----- Source document -----
# NetworkX Exploration

By: Tyler Biggs

## Package imports and notebook setup

In [1]:
import networkx as nx
import random
import numpy as np

# Plotting tools.
from mpl_toolkits.mplot3d import Axes3D
import matplotlib.pyplot as plt

In [2]:
# Setup matplotlib for nice notebook output.
# Commands that begin with a `%` are `magic` jupyter-notebook
# specific functions.
%matplotlib notebook

## Importing Data

Right now this is specific to my system. I will update for CoCalc implementation later.

In [3]:
# Assign the data path.
# I removed the first two lines, an empty line and a line
# that contained the count. (for simplicity)
data_path = 'data/water1.xyz'

In [4]:
# Open and close the file in a pythonic way.
# The file will be closed once we exit the `with` statement.
with open(data_path) as my_file:
    water_data = my_file.read()

In [5]:
# De-comment and run to view the messy state of `water_data`.
# print(water_data)

In [6]:
# Split the giant string generated above into a list.
# This also removes the newline characters, `/n`.
water_data = water_data.splitlines()

In [7]:
# De-comment and run to view the clean, but large output
# of `water_data`.
# print(water_data)

In [8]:
# Now examine the first, last, and some random lines.
print(f'The first line:\n\t{water_data[0]}')
print(f'The last line:\n\t{water_data[-1]}')
print(f'Some randome line:\n\t{random.choice(water_data)}')

The first line:
	O     0.154966E+01  0.112994E+02  0.150422E+02
The last line:
	H     0.133676E+02  0.492056E+01  0.127673E+02
Some randome line:
	H     0.697155E+01  0.170941E+02  0.998845E+01


## Creating a graph

From the `networkx` documentation.
----- Given information -----
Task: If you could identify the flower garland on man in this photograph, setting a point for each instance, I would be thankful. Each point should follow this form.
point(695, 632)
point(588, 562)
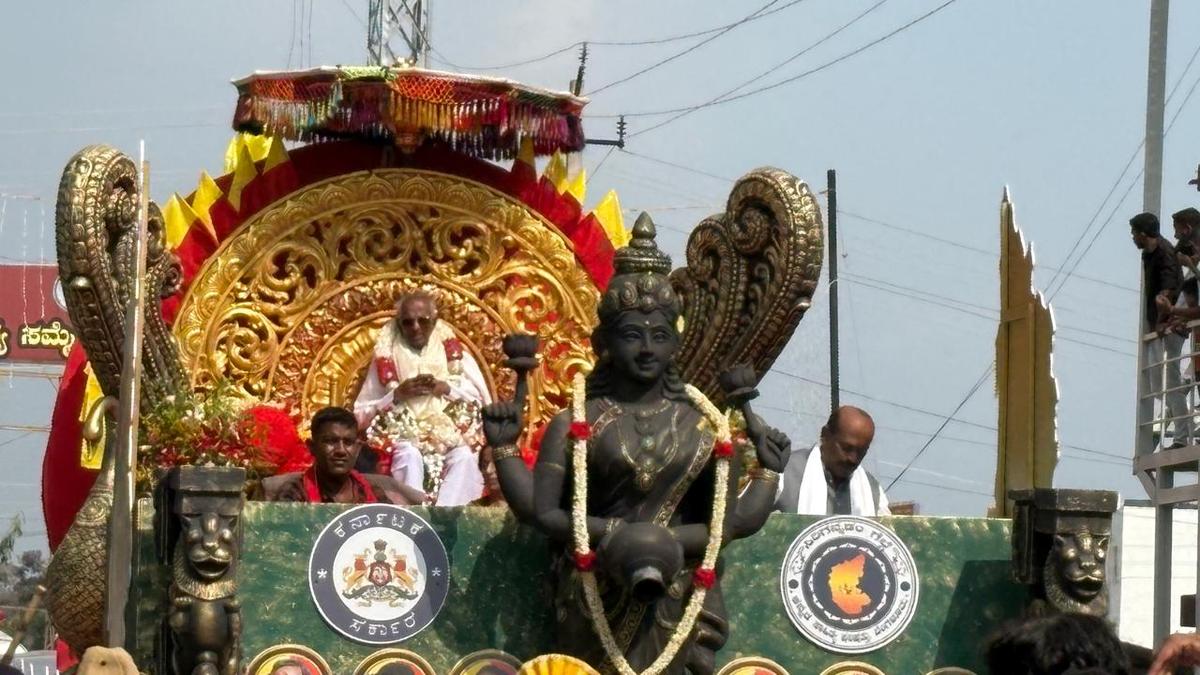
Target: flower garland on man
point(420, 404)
-----
----- Given information -----
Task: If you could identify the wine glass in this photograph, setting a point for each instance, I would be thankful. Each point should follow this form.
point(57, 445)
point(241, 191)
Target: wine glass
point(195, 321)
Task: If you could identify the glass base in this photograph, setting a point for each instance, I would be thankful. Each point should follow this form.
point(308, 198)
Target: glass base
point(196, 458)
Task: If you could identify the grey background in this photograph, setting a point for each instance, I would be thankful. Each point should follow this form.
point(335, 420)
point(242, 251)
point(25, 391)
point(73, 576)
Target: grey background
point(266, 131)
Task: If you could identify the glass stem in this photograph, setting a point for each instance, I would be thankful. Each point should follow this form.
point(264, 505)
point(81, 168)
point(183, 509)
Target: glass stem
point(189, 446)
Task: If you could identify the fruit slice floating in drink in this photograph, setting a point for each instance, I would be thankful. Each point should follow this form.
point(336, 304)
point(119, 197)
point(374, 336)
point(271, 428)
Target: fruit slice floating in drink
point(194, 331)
-----
■ Directive ■
Continue the NetworkX notebook from its last line, "From the `networkx` documentation."

■ Expected answer ■
> By definition, a Graph is a collection of nodes (vertices) along with identified pairs of nodes (called edges, links,
etc). In NetworkX, nodes can be any hashable object e.g., a text string, an image, an XML object, another Graph, a
customized node object, etc.

### Adding nodes with positional information

There is no magic from the networkx package here. I simply assign nodes as strings built from their atom type and line number in the list. I then add a python dictionary I name `xyz` that will hold the list of x, y, z coordinates.

In [9]:
# Create an empty graph object.
# I place this in the same code block as the loop below to
# ensure that the graph is empty each time the data is
# added to the graph.
graph = nx.Graph()

# For each item in the water_data list I will create a node.
# I use Python's enmuerate to easily match an index to the
# current item in the for loop.
for index, item in enumerate(water_data):
    
    # The item at this point is still a single string, so
    # now I will break each line into sub-lists.
    # The split() function splits by whitespace as a default.
    line = item.split()
    
    # I will name the node based on its position. The list
    # created has 4 entries, the first is the atom element,
    # the next three are the x, y and z coordinates.
    node_name = f'{line[0]}-{index}'
    
    # Now I will get the actual numbers from the list.
    # I chose to use numpy, it is standard practice.
    # Here I use Python's splice notation to grab everythin
    # from the second item to the end of the list.
    # Also used is a `generator`. It is a faster and more
    # succint way to process lists.
    line_coords = [np.float(x) for x in line[1:]]
    
    # Create the actual node.
    graph.add_node(node_name, xyz=line_coords)

#### State of the graph

The graph has a bunch of nodes that have no edges inbetween them. The nodes do however, have their x, y, z positions attached to them. We should at least be able to generate a scatter plot.

In [10]:
# Getting attributes from our graph.
coords = nx.get_node_attributes(graph, 'xyz')

# This gives us a dictionary, which isn't great for
# the plotting tools. Instead matplotlib would rather
# have separate lists of x, y and z values.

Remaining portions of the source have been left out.